— Task requirements —
Could you retype everything from the start of the rows down to the line containing "[[145, 97, 173, 121]]", including both ends, while leaving the pictures out?

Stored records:
[start]

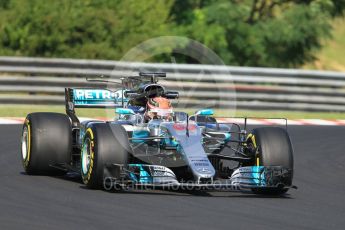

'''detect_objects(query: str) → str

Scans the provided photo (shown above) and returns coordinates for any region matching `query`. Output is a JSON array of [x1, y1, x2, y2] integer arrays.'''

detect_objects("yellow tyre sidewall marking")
[[23, 119, 31, 168], [81, 128, 95, 184]]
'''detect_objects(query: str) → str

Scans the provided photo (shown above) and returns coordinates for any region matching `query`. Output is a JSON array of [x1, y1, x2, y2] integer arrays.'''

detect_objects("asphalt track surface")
[[0, 125, 345, 230]]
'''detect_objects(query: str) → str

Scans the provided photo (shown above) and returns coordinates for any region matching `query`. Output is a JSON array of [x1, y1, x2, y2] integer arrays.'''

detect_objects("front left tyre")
[[21, 113, 72, 175]]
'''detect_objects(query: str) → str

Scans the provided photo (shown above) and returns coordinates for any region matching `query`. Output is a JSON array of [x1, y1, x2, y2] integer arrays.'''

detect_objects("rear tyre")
[[21, 113, 72, 175], [81, 123, 131, 189], [247, 127, 293, 195]]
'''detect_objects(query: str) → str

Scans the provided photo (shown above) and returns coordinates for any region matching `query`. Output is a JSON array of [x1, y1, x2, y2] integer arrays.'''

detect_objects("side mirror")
[[124, 90, 140, 98], [164, 91, 179, 99], [195, 109, 214, 116], [115, 108, 135, 115]]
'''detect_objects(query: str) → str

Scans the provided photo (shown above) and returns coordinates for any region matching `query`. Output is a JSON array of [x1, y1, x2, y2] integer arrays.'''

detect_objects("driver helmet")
[[145, 97, 173, 121]]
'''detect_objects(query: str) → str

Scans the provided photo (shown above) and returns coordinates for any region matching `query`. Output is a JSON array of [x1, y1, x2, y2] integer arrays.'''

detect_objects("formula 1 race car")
[[22, 73, 293, 195]]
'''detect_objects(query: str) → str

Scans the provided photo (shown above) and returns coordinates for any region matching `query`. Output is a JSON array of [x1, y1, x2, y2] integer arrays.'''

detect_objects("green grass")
[[304, 18, 345, 72], [0, 105, 345, 119]]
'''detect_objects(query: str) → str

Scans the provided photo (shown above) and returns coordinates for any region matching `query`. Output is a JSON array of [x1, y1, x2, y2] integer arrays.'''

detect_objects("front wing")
[[104, 164, 295, 191]]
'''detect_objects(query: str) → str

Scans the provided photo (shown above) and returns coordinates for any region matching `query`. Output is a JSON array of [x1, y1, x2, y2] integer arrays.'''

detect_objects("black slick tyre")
[[21, 113, 72, 175], [247, 127, 293, 195], [81, 123, 131, 189]]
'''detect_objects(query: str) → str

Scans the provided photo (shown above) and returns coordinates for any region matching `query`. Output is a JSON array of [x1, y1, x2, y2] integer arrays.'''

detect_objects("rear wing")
[[65, 88, 128, 126]]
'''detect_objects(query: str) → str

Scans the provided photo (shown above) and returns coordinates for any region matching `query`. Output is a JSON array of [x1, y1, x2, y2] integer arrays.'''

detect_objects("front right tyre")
[[81, 123, 131, 189]]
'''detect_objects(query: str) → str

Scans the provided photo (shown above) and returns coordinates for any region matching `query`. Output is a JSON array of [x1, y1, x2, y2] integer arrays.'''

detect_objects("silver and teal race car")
[[21, 73, 294, 195]]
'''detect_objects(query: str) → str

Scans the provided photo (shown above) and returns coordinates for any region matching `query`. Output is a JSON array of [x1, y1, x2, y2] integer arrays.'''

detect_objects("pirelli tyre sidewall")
[[248, 127, 294, 195], [21, 113, 72, 175], [80, 123, 131, 189]]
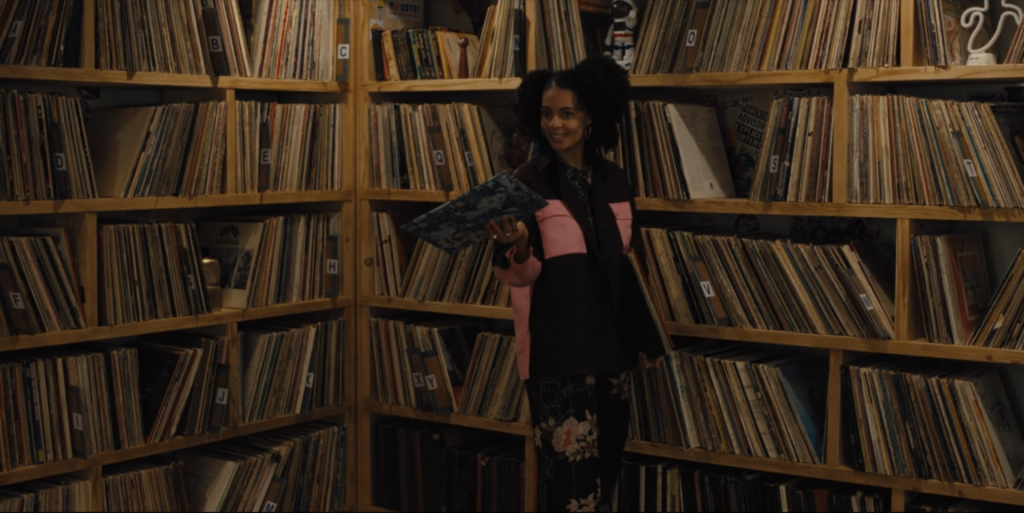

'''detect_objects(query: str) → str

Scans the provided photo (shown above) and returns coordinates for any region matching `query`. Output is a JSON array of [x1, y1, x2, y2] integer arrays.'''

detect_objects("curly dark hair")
[[516, 55, 630, 155]]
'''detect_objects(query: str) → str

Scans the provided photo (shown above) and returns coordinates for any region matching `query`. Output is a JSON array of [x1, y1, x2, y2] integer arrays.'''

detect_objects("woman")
[[487, 57, 664, 511]]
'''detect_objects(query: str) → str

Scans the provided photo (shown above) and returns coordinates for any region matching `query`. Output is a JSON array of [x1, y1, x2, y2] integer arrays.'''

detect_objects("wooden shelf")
[[630, 70, 847, 88], [359, 188, 450, 203], [0, 405, 349, 486], [0, 65, 348, 93], [852, 65, 1024, 83], [0, 190, 354, 216], [364, 402, 534, 436], [362, 78, 522, 92], [636, 198, 1024, 222], [0, 297, 353, 352], [359, 296, 512, 320], [667, 323, 1024, 365], [626, 441, 1024, 505]]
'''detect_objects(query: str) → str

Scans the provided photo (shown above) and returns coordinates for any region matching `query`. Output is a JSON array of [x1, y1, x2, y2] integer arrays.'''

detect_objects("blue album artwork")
[[401, 173, 548, 254]]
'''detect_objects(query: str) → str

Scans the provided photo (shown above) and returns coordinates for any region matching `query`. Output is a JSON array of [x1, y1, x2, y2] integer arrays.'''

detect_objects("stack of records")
[[234, 101, 343, 193], [751, 96, 833, 203], [239, 318, 343, 423], [103, 459, 192, 513], [910, 232, 992, 345], [697, 0, 854, 73], [631, 343, 828, 464], [612, 455, 891, 512], [99, 223, 210, 325], [0, 0, 84, 67], [848, 95, 1024, 208], [0, 477, 92, 512], [0, 90, 96, 201], [86, 101, 227, 198], [843, 355, 1024, 488], [847, 0, 901, 68], [369, 103, 516, 190], [0, 228, 85, 337]]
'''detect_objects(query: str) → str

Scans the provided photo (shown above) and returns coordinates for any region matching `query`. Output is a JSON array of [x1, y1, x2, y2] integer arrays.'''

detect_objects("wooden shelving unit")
[[353, 0, 1024, 511], [0, 0, 357, 511]]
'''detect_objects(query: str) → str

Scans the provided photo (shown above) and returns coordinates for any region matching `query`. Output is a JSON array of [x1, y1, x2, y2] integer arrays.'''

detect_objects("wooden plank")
[[636, 198, 1024, 222], [80, 0, 96, 69], [899, 0, 925, 67], [824, 349, 846, 467], [359, 295, 520, 320], [0, 405, 346, 486], [0, 65, 347, 93], [362, 78, 522, 93], [894, 219, 924, 340], [364, 401, 534, 434], [667, 324, 1024, 365], [831, 80, 853, 204], [359, 188, 449, 203], [630, 70, 847, 88], [0, 297, 353, 352], [852, 65, 1024, 83], [0, 190, 354, 216], [626, 441, 1024, 505], [68, 213, 99, 327], [889, 488, 906, 513]]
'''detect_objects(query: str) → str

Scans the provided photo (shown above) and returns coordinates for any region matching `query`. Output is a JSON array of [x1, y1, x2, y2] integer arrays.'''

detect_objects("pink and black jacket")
[[495, 155, 659, 380]]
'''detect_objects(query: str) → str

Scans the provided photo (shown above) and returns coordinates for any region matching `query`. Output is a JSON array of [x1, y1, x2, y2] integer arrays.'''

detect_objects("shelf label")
[[700, 282, 715, 298], [53, 154, 68, 171], [964, 159, 978, 178], [686, 29, 697, 48]]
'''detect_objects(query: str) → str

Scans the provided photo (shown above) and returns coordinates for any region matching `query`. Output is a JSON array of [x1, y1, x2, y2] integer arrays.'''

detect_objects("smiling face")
[[541, 86, 590, 155]]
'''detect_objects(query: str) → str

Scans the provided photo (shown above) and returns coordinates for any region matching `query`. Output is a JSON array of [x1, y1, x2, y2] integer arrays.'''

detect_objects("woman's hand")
[[484, 212, 529, 244], [484, 216, 529, 263]]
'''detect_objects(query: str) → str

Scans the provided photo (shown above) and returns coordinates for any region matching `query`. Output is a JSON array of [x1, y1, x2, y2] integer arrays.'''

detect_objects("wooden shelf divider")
[[0, 405, 350, 486], [0, 297, 353, 352]]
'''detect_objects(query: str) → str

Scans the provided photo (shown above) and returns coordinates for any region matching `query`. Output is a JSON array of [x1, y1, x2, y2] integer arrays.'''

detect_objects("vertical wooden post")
[[220, 89, 242, 195], [356, 303, 374, 511], [68, 212, 102, 328], [899, 0, 925, 67], [831, 71, 853, 203], [824, 349, 854, 467], [79, 0, 96, 70], [524, 0, 544, 73], [889, 488, 906, 513], [522, 436, 538, 511], [87, 466, 105, 511], [224, 323, 243, 429], [895, 219, 925, 341]]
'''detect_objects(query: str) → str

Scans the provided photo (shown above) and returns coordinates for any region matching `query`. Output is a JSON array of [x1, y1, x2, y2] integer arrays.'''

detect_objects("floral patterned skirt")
[[525, 375, 630, 511]]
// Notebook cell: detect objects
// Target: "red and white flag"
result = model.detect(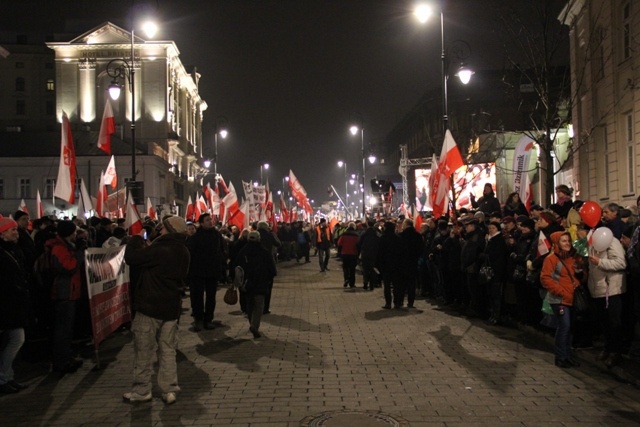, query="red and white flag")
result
[53,111,76,204]
[431,129,464,219]
[124,192,142,236]
[96,172,107,218]
[104,156,118,190]
[147,197,157,220]
[538,231,551,256]
[98,98,116,155]
[34,190,44,219]
[280,194,291,223]
[18,199,29,213]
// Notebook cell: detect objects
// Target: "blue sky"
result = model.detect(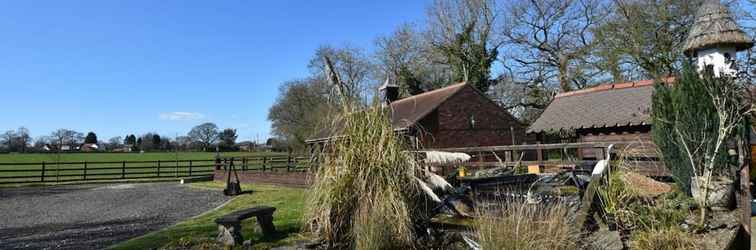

[end]

— Finished answer —
'''detect_objects(query: str) → str

Scans the provided photo (shown above) and returns coordinates for any region matching `query`. Output is a JSON array of [x1, y1, x2, y2] integer arrays.'''

detect_objects("yellow tyre sidewall marking")
[[23, 119, 31, 168], [81, 128, 95, 184]]
'''detect_objects(query: str) → str

Scans the provided photo (shown above) and returns coordinates for any region matching `query`. Output is a JSON array of [x1, y1, x2, y2] integer arrays.'''

detect_objects("asphalt track surface")
[[0, 125, 345, 230]]
'''detect_objects(query: str) → str

Scans the provided photo (shown above) and returns coordinates for any region matching `query`. Output is a JSON array of [x1, y1, x2, y2] integer arrays.'''

detect_objects("front left tyre")
[[21, 113, 72, 175]]
'''detect_objects(query: str) → str

Scans the provided photo (shown above) and returns coordinates for any region matching `query`. Output is a JSON array of [x1, y1, x2, y2] integer arrays.'''

detect_objects("rear tyre")
[[21, 113, 72, 175], [81, 123, 131, 189], [247, 127, 293, 195]]
'''detect_objects(query: str) → str

Scans the provided photo (shown above) and returns coordinates for any region matching `query`. Output is a JSON array of [x1, y1, x2, y2] integer arrays.'''

detect_objects("side mirror")
[[124, 90, 140, 98], [164, 91, 179, 99], [195, 109, 214, 116], [115, 108, 135, 115]]
'''detect_objects(query: str) → str

Scans the provided photo (shown above) and returns coordinates for any region matching `query`. Output is a JSON array of [x1, y1, x2, y2] integer arrays.'''

detect_objects("driver helmet")
[[145, 97, 173, 121]]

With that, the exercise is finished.